▸ Exercise goal:
Across the entries below, work out how many lines contain "optional". Please give the number only.

(Dataset entries)
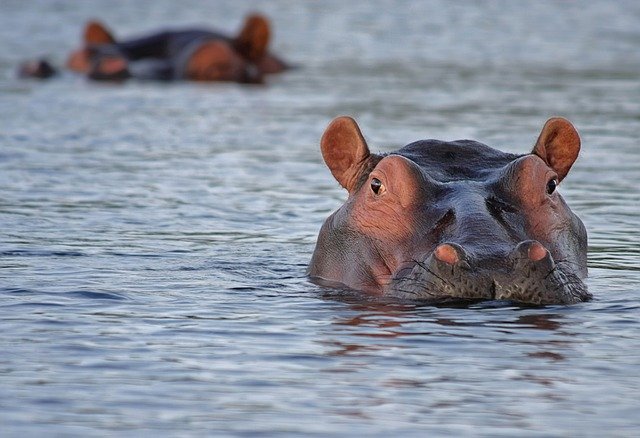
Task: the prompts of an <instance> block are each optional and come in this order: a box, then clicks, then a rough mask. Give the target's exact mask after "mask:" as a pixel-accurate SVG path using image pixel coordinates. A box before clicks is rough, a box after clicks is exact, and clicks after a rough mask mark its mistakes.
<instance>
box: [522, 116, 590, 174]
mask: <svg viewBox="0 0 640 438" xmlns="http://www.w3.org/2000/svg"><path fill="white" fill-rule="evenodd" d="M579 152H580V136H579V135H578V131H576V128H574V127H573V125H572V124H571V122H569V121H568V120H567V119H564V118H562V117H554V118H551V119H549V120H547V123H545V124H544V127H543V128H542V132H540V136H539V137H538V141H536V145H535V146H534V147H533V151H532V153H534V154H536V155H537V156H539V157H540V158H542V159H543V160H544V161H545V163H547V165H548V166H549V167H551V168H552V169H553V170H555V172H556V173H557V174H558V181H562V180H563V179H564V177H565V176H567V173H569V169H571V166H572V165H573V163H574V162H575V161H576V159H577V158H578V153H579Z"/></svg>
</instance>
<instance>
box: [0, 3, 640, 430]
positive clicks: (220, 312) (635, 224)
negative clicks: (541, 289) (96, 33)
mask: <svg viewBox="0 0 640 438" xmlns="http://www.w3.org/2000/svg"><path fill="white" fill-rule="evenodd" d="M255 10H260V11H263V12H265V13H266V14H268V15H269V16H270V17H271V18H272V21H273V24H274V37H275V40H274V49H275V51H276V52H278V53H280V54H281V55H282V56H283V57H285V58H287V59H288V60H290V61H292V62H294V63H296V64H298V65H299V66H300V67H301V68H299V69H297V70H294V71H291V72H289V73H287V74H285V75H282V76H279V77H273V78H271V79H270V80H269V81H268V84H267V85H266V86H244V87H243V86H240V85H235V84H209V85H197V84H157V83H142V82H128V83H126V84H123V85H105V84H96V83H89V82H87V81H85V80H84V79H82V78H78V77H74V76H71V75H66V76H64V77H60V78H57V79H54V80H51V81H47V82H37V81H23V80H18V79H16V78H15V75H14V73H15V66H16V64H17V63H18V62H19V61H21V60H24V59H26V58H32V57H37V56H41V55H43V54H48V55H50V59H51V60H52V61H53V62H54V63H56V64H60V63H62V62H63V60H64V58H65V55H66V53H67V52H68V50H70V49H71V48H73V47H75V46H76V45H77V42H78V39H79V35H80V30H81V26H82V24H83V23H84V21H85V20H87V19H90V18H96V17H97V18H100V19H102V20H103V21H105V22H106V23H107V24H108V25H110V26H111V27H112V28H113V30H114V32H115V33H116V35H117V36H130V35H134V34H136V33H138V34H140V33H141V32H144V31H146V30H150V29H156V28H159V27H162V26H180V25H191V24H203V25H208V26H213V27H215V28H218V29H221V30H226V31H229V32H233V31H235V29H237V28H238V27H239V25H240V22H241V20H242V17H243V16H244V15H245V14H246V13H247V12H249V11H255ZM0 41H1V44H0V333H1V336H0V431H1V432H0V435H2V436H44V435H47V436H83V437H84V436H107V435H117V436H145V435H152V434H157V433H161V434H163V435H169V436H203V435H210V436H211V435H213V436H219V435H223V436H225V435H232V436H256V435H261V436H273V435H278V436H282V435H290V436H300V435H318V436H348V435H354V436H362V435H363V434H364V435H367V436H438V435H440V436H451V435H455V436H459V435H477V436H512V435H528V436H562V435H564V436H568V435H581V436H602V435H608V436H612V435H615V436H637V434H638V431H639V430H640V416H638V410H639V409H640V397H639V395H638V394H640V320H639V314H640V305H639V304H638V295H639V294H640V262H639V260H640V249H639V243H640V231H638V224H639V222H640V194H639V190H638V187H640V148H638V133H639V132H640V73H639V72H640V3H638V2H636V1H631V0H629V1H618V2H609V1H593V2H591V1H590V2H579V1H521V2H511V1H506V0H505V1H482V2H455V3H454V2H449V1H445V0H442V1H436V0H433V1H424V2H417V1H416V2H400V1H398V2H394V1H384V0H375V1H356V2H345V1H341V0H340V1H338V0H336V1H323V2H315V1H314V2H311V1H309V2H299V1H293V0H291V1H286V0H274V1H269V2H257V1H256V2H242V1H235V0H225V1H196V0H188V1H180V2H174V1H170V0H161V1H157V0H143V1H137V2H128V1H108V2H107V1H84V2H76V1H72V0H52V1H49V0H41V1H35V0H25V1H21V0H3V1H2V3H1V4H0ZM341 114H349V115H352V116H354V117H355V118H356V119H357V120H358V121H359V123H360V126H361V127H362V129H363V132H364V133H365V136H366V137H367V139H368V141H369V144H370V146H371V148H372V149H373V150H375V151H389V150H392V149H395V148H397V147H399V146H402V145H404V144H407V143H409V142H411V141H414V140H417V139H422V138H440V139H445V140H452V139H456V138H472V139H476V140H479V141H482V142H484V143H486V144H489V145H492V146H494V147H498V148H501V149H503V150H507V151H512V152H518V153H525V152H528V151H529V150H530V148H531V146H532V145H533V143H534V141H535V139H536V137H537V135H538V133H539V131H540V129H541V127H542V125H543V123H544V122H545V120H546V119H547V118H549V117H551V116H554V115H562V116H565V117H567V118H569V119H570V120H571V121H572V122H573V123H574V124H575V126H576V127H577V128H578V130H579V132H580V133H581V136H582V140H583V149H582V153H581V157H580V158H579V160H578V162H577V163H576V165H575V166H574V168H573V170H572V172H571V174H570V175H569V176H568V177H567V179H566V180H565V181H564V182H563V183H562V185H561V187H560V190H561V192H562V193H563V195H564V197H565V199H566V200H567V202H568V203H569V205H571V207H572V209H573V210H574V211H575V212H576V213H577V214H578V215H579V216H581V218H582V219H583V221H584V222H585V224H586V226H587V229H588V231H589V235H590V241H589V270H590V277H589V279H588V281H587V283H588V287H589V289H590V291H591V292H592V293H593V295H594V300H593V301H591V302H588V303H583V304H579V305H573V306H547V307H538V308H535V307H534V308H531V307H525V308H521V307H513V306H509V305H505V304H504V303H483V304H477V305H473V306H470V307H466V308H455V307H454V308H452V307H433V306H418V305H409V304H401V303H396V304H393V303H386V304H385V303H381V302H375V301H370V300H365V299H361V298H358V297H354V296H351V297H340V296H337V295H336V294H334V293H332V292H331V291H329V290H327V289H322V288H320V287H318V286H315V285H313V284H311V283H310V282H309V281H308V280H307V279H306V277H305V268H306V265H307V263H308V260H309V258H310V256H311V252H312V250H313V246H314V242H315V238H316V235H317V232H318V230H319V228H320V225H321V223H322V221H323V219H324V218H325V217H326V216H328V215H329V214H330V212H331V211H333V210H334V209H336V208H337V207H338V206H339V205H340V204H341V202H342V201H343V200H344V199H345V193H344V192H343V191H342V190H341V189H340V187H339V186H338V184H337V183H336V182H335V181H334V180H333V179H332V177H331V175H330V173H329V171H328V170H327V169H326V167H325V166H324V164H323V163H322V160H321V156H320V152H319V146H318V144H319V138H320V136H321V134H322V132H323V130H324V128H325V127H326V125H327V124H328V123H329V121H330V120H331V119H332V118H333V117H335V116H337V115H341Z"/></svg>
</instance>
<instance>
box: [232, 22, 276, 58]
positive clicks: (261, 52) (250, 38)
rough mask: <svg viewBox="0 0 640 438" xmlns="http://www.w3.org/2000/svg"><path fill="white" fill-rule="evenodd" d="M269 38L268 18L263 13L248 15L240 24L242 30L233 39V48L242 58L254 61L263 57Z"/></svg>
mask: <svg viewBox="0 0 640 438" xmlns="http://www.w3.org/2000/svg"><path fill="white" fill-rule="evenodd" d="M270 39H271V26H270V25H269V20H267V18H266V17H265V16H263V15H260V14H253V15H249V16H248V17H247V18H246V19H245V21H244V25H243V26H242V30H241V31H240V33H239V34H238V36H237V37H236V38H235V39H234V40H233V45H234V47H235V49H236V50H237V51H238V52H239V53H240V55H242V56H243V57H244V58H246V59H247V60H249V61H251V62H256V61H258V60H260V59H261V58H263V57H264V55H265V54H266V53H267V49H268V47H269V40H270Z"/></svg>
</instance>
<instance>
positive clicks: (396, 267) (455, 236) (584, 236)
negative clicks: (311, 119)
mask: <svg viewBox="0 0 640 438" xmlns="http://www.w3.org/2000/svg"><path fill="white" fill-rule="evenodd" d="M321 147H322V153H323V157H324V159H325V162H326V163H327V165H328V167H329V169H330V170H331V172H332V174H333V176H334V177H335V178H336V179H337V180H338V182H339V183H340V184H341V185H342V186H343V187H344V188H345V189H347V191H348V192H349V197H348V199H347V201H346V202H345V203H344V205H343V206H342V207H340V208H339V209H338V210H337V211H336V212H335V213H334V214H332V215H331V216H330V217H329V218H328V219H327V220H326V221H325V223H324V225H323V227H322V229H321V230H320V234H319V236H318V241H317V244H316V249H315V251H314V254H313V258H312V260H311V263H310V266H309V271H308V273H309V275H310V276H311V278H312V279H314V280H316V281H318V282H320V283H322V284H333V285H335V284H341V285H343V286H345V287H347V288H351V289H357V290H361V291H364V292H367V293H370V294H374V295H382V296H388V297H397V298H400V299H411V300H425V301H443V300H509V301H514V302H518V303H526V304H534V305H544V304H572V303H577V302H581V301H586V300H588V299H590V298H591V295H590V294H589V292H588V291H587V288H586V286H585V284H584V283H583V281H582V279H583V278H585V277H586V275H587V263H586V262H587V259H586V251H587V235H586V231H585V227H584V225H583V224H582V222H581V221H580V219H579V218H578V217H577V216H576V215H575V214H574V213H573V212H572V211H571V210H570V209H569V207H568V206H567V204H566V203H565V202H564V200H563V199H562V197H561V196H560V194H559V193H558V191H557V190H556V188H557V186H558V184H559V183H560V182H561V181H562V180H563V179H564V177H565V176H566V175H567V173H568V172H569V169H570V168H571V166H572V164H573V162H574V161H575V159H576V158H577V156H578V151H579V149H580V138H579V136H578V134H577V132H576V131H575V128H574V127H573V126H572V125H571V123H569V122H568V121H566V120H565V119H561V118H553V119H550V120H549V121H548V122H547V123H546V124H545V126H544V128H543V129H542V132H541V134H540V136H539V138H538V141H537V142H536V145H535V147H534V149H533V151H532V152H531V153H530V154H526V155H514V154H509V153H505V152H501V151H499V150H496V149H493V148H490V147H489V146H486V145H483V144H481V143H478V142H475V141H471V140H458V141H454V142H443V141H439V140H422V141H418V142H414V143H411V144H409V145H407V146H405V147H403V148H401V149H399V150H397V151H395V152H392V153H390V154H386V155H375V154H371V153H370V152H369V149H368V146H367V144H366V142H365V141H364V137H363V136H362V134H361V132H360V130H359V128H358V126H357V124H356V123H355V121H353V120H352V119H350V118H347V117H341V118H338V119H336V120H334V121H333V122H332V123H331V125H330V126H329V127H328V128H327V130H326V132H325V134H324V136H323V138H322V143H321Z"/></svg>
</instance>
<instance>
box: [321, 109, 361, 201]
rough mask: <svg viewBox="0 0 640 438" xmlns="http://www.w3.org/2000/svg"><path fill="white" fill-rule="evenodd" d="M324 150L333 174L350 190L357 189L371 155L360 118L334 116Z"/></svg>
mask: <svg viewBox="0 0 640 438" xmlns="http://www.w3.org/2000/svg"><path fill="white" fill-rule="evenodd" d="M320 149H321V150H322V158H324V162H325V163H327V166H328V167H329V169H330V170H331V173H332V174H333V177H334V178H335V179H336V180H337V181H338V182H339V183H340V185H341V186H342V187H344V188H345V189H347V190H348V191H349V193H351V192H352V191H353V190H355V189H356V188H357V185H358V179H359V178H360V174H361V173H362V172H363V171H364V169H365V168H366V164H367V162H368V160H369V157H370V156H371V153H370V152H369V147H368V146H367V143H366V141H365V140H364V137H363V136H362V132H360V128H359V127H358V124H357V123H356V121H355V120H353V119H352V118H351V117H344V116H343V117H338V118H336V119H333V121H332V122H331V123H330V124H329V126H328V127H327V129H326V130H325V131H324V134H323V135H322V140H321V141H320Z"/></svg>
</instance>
==
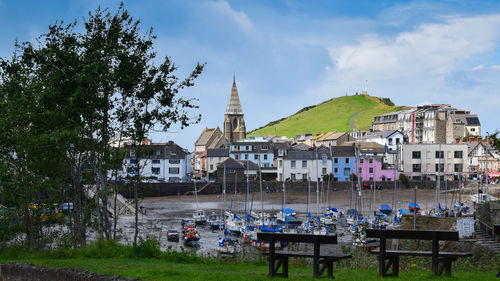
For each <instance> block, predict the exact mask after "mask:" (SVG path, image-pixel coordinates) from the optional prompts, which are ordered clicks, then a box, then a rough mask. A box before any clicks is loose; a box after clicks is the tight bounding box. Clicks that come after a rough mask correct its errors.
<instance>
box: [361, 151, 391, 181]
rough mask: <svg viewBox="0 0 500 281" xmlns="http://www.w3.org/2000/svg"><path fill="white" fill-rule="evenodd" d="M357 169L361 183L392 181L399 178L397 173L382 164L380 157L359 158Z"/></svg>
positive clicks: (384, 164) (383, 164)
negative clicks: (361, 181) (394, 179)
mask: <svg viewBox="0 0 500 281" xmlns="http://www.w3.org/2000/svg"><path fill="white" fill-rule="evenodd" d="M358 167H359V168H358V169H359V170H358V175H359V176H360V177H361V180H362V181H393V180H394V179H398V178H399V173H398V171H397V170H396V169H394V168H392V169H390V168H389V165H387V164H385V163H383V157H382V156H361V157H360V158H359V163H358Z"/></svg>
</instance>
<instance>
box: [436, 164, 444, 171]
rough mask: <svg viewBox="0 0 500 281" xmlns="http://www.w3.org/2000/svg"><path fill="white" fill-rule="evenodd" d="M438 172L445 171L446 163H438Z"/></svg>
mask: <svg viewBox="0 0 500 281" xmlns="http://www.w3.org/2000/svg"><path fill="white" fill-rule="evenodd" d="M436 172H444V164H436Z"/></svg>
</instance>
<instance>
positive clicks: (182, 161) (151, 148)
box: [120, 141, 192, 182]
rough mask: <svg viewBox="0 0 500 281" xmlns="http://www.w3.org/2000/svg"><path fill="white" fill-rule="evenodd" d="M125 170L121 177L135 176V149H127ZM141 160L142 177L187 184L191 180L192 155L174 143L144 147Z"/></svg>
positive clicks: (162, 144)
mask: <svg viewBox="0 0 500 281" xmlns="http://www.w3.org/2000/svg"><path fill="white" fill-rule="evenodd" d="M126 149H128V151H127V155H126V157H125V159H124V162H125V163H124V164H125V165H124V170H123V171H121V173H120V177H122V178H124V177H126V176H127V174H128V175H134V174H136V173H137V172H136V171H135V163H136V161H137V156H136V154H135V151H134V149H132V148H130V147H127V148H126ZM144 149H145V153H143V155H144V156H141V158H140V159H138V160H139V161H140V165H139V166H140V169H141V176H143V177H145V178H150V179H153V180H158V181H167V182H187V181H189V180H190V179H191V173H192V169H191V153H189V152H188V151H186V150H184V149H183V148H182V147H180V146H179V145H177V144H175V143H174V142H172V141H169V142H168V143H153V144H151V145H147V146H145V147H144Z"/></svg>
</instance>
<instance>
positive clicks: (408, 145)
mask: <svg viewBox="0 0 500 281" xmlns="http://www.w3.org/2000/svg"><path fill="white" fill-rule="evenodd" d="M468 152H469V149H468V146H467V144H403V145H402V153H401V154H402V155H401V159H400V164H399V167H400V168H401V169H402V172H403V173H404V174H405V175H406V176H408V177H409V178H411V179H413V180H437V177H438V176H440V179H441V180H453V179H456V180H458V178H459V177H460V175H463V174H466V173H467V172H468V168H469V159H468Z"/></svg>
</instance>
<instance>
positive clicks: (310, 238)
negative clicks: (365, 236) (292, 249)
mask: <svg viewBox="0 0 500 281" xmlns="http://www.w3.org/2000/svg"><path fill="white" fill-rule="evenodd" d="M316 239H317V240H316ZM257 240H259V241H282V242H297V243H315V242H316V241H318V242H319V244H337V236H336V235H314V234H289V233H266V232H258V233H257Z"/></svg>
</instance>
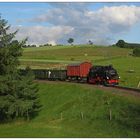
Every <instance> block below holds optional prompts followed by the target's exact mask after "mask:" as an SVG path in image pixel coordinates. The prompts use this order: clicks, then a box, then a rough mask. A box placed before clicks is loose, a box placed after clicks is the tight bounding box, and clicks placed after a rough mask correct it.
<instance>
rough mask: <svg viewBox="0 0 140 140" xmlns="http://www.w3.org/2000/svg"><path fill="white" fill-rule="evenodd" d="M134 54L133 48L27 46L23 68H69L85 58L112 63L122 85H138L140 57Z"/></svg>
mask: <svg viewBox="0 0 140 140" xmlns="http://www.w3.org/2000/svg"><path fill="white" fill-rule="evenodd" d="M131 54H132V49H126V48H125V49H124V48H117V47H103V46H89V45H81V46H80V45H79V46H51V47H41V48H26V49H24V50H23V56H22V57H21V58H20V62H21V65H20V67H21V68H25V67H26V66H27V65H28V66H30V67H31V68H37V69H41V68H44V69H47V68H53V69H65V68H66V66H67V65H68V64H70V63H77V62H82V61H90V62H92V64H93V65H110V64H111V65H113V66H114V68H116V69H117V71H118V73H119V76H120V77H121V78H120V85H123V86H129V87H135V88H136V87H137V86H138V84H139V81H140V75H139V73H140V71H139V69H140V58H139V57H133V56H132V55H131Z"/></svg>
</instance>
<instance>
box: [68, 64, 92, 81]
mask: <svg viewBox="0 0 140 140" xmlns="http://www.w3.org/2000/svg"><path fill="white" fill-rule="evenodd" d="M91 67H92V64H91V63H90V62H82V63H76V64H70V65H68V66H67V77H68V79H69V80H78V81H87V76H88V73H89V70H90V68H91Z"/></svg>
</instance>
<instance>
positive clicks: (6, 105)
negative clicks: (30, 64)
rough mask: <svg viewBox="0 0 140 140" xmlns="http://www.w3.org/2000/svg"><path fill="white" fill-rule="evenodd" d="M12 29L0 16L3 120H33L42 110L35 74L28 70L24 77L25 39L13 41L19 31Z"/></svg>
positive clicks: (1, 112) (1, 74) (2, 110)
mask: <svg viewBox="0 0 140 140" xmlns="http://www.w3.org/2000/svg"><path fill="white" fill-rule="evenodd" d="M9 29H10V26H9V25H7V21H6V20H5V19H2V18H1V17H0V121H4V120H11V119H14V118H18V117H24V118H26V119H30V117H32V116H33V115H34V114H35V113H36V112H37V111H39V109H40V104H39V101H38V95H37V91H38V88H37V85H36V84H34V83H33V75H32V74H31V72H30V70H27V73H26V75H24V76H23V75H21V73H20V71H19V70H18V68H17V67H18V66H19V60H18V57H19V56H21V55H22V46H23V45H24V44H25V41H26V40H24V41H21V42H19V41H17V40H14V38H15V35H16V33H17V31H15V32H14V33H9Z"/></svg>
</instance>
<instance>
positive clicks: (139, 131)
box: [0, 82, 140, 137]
...
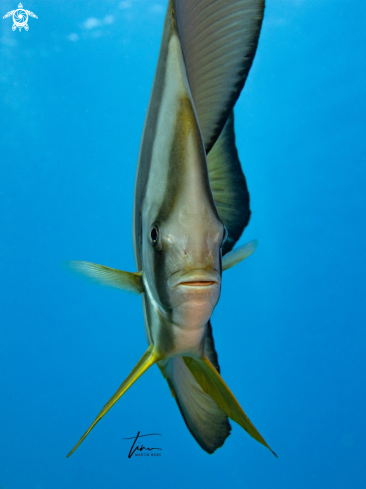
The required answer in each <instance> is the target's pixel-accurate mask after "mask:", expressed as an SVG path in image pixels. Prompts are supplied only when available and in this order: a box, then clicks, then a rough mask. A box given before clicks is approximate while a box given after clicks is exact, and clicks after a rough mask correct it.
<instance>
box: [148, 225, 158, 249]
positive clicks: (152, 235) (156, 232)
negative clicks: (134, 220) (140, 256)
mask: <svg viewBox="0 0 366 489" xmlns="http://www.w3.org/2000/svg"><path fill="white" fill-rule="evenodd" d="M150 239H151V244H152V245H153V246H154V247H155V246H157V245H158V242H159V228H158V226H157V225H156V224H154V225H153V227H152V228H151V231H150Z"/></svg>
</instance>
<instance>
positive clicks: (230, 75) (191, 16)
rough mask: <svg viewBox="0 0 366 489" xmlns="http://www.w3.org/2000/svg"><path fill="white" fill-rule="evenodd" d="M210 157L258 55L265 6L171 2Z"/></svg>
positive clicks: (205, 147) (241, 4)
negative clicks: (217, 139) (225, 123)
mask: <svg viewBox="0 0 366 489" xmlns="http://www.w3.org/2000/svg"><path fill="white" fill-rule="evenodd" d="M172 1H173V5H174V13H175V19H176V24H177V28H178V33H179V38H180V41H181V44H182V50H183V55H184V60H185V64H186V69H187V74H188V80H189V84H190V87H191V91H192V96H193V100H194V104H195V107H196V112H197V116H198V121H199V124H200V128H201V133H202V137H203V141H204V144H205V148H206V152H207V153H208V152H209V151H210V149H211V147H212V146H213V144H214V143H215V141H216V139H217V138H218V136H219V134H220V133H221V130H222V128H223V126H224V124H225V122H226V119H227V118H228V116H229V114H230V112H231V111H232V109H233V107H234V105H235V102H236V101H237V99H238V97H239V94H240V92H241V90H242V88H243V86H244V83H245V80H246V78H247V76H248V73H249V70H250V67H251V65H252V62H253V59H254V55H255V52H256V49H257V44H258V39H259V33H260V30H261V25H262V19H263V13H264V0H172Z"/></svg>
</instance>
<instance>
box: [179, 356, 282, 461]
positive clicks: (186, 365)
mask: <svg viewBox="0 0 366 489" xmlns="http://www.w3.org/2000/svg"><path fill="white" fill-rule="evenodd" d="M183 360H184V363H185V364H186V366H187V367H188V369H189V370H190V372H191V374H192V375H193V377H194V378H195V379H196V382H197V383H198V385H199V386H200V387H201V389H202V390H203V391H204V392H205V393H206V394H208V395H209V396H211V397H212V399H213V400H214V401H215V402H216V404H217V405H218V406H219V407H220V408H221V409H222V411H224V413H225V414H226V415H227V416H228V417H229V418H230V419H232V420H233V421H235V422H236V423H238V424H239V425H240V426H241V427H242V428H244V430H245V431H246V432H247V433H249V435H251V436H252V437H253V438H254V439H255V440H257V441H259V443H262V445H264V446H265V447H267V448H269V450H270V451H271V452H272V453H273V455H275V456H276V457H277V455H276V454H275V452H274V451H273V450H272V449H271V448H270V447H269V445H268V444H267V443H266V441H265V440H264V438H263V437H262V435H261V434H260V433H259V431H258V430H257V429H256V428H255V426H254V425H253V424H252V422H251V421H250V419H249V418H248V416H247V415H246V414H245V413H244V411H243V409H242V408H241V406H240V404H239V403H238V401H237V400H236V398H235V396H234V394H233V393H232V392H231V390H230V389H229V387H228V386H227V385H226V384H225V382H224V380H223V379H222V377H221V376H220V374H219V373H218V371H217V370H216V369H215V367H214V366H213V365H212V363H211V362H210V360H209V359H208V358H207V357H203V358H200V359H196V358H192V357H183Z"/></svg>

▸ The completed task:
3